Every line below must be given again exactly.

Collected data
*** Begin section ***
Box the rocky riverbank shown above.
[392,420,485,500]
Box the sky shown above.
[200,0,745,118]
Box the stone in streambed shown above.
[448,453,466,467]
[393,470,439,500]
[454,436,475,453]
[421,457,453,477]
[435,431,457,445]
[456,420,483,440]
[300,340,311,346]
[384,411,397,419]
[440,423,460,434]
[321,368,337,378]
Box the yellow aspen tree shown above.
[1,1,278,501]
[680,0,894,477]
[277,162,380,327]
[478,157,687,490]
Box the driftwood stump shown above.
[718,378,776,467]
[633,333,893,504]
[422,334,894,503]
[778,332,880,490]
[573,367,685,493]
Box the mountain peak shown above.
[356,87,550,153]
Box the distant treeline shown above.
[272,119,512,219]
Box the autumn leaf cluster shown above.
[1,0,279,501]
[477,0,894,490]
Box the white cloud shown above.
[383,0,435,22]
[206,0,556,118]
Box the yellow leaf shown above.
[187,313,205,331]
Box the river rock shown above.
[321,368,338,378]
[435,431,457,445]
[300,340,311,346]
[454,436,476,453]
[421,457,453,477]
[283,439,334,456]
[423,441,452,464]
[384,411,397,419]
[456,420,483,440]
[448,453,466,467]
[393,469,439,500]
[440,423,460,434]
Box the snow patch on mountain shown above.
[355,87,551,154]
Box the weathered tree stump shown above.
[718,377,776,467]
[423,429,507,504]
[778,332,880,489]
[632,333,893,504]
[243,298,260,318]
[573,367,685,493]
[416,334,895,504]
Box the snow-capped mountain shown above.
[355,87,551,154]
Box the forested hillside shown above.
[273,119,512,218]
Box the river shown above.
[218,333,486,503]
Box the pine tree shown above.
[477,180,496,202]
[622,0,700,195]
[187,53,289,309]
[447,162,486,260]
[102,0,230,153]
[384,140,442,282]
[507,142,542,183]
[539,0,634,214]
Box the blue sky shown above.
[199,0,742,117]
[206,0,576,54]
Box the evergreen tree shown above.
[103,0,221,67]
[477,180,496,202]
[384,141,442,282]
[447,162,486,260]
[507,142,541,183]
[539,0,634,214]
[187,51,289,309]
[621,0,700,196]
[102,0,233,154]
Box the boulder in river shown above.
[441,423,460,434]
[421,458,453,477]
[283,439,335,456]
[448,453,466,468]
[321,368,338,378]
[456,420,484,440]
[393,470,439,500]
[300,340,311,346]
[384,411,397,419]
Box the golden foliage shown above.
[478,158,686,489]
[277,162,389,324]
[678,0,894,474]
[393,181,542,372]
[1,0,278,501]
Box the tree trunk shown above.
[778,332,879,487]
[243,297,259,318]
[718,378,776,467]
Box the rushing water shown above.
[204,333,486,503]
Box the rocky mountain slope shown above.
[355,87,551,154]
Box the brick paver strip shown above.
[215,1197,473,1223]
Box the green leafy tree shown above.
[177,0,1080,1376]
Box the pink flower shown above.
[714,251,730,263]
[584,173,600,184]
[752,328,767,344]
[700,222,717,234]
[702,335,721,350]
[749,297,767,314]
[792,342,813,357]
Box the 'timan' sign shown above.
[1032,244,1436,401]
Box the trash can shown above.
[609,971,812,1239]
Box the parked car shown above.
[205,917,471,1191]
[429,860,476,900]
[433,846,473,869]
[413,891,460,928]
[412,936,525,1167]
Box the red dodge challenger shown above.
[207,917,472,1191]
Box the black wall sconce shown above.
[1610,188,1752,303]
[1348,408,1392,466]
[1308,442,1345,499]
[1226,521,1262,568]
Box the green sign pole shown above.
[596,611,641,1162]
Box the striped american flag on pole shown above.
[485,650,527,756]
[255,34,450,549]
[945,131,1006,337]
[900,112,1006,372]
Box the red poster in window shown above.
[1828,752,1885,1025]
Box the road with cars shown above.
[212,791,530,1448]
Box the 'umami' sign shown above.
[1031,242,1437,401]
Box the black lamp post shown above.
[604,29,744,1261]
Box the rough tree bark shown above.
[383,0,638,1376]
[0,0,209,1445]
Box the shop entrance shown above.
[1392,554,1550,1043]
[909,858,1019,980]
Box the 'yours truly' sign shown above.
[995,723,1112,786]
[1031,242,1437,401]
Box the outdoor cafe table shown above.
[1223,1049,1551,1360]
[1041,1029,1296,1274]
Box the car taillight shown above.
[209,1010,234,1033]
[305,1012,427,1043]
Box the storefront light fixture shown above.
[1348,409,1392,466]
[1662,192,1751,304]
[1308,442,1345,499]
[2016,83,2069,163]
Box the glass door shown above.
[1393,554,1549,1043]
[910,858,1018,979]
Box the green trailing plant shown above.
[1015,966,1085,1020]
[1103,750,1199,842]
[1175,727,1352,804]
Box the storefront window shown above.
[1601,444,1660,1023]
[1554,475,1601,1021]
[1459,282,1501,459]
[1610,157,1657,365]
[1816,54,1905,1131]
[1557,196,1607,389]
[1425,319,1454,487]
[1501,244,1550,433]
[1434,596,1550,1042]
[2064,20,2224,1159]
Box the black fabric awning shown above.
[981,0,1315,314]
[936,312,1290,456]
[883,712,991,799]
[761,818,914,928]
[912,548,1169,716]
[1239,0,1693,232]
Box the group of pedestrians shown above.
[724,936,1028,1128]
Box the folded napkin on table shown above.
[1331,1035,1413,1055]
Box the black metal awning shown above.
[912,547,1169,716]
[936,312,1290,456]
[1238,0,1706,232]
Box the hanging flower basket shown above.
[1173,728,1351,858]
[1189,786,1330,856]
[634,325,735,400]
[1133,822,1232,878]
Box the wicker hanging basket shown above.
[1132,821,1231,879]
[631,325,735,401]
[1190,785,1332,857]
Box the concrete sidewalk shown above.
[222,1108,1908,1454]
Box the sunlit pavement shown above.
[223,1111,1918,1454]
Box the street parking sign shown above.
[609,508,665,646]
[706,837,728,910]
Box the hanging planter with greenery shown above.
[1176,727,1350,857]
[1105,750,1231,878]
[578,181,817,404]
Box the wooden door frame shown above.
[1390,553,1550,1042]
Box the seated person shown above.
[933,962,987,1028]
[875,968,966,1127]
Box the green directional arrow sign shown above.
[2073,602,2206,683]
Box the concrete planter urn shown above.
*** End section ***
## [Task answer]
Box the rocky riverbank shown above.
[392,420,485,500]
Box the sky shown above.
[200,0,745,118]
Box the stone in streambed shown above.
[448,453,466,467]
[393,470,439,500]
[454,436,475,453]
[421,457,453,477]
[435,431,457,445]
[456,420,483,440]
[300,340,311,346]
[384,411,397,419]
[440,423,460,434]
[321,368,337,378]
Box the yellow aspen tree shown above.
[1,1,278,501]
[680,0,894,477]
[277,162,380,327]
[478,157,687,490]
Box the driftwood stump shown above.
[718,378,776,467]
[633,333,893,504]
[422,334,894,503]
[778,332,880,490]
[573,367,685,493]
Box the mountain peak shown above.
[356,87,550,153]
Box the distant treeline shown above.
[272,119,512,219]
Box the autumn leaf cluster shown above.
[1,0,279,501]
[477,0,894,490]
Box the white cloud shown above.
[383,0,435,22]
[206,0,556,118]
Box the yellow leaf shown above.
[187,313,205,331]
Box the river rock shown above.
[321,368,338,378]
[435,431,457,445]
[300,340,311,346]
[454,436,476,453]
[421,457,453,477]
[283,439,334,456]
[423,441,452,464]
[384,411,397,419]
[456,420,483,440]
[448,453,466,467]
[393,469,439,500]
[440,423,460,434]
Box the snow patch on mountain shown above.
[355,87,551,154]
Box the weathered tree stump shown above.
[718,377,776,467]
[423,429,507,504]
[778,332,880,489]
[632,333,893,504]
[243,298,260,318]
[573,367,685,493]
[416,334,895,504]
Box the snow-capped mountain shown above.
[355,87,551,154]
Box the forested hillside shown above.
[273,119,512,218]
Box the river shown above.
[218,333,486,503]
Box the pine tree shown above.
[477,180,496,202]
[622,0,700,195]
[187,53,289,309]
[447,162,486,260]
[102,0,230,153]
[384,140,442,282]
[507,142,542,183]
[539,0,634,214]
Box the blue sky shown above.
[199,0,742,117]
[206,0,576,54]
Box the evergreen tree shown above.
[103,0,221,67]
[477,180,496,202]
[384,141,442,282]
[447,162,486,260]
[507,142,541,183]
[539,0,634,214]
[187,51,289,309]
[621,0,700,196]
[102,0,233,154]
Box the boulder in river shown above.
[441,423,460,434]
[421,458,453,477]
[283,439,335,456]
[448,453,466,468]
[321,368,338,378]
[456,420,484,440]
[393,470,439,500]
[300,340,311,346]
[384,411,397,419]
Box the golden foliage shown above.
[478,158,686,489]
[277,162,389,324]
[678,0,894,474]
[393,181,542,372]
[1,0,278,501]
Box the tree trunk shown above.
[778,332,879,487]
[243,297,259,318]
[718,378,776,467]
Box the rushing water shown above.
[204,333,486,503]
Box the rocky mountain slope shown above.
[355,87,551,154]
Box the brick paver strip shown above.
[215,1197,473,1223]
Box the green leafy tree shown above.
[177,0,1080,1376]
Box the pink flower shown above.
[714,251,730,263]
[584,173,600,184]
[752,328,767,344]
[700,222,717,234]
[702,335,721,350]
[749,297,767,314]
[792,342,813,357]
Box the 'timan' sign shown above.
[1032,244,1436,401]
Box the trash can shown above.
[609,971,812,1239]
Box the parked car shown above.
[205,917,471,1191]
[429,860,476,900]
[433,846,473,869]
[413,891,460,928]
[412,936,525,1167]
Box the red dodge challenger shown above.
[207,917,472,1191]
Box the black wall sconce shown above.
[1610,188,1752,303]
[1348,408,1392,466]
[1308,442,1345,499]
[1226,521,1262,568]
Box the green sign pole shown above.
[596,611,641,1162]
Box the striped american flag on pole shown above.
[485,650,527,756]
[255,34,450,549]
[945,131,1006,337]
[900,112,1006,372]
Box the red poster in window shown above.
[1828,752,1885,1025]
Box the road with cars shown above.
[212,791,530,1448]
Box the 'umami' sign shown above.
[1031,242,1437,401]
Box the black lamp post shown above.
[604,29,744,1261]
Box the rough tree bark shown above.
[383,0,638,1376]
[0,0,209,1445]
Box the shop entrance shown above.
[1392,554,1550,1043]
[909,858,1019,980]
Box the 'yours truly' sign shown above.
[995,723,1112,786]
[1031,242,1437,401]
Box the outdoor cafe table shown above.
[1223,1049,1551,1360]
[1041,1029,1296,1274]
Box the car taillight shown above.
[209,1010,234,1033]
[305,1012,427,1043]
Box the storefront light fixture shown above.
[1348,409,1392,466]
[1662,192,1751,304]
[1308,442,1345,499]
[2016,83,2069,163]
Box the glass door shown above.
[1393,554,1549,1043]
[910,858,1018,979]
Box the green trailing plant shown above.
[1015,966,1085,1020]
[1103,750,1199,842]
[1175,727,1352,804]
Box the storefront window shown above.
[1601,444,1660,1023]
[1554,475,1601,1021]
[1459,282,1501,459]
[1610,157,1657,365]
[1816,54,1905,1131]
[1557,196,1607,389]
[1425,319,1454,487]
[1501,244,1550,433]
[1434,596,1550,1042]
[2064,20,2224,1159]
Box the black fabric awning shown above.
[981,0,1315,314]
[936,312,1290,456]
[883,712,991,799]
[761,818,914,928]
[912,548,1169,716]
[1239,0,1693,232]
Box the group of pedestrians shown above.
[724,936,1028,1128]
Box the folded napkin on table shown above.
[1331,1035,1413,1055]
Box the black metal awning shown above.
[912,547,1169,716]
[936,312,1290,456]
[1238,0,1706,232]
Box the hanging flower basket shown above.
[1173,728,1351,858]
[1189,786,1330,856]
[634,325,735,400]
[1133,822,1232,878]
Box the wicker hanging basket shown above.
[1132,821,1231,879]
[631,325,735,401]
[1190,785,1332,857]
Box the concrete sidewalk shown above.
[222,1108,1908,1454]
Box the sunlit pavement shown above.
[223,1111,1918,1454]
Box the street parking sign shown above.
[609,508,665,646]
[706,837,728,910]
Box the hanging planter with greenery shown above.
[1176,727,1350,857]
[1105,750,1231,878]
[578,181,817,404]
Box the wooden door frame shown above.
[1390,553,1550,1042]
Box the seated person shown above.
[933,962,987,1028]
[875,968,966,1127]
Box the green directional arrow sign shown above.
[2073,602,2206,683]
Box the concrete planter urn shown above.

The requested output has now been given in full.